WHAT YOU SHOULD DO:
Which of the lines below hold "white"? Please return each one.

RECORDED INFORMATION:
Start of Block

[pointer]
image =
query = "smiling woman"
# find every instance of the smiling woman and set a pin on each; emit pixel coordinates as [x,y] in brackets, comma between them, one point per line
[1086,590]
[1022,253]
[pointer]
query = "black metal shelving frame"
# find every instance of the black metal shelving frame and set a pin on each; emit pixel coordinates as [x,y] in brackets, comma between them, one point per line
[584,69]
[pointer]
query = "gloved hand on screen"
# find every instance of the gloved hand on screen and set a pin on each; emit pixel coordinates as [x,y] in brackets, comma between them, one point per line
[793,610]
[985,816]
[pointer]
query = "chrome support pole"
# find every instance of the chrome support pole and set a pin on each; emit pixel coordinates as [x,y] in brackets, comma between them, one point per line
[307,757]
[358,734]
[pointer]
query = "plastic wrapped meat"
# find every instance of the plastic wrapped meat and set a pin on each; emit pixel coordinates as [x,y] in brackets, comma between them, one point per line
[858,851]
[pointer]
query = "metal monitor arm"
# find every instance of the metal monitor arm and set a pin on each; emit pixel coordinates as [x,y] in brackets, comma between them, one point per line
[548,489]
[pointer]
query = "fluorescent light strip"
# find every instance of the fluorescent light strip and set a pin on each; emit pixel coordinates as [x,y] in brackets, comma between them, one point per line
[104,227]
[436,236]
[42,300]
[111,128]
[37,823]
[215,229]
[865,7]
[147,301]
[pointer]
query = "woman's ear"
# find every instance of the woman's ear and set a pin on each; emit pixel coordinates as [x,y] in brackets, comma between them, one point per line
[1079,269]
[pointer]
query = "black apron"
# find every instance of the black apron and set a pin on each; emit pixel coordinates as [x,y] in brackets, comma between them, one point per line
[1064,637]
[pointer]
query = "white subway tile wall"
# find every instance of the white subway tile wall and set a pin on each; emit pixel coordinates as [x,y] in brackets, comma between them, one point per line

End of Block

RESULT OF THIS EXERCISE:
query = "white subway tile wall"
# find every instance of the white subway tile wall and set a pin on each; emit pixel coordinates as [x,y] in brackets, comma between them, one point per line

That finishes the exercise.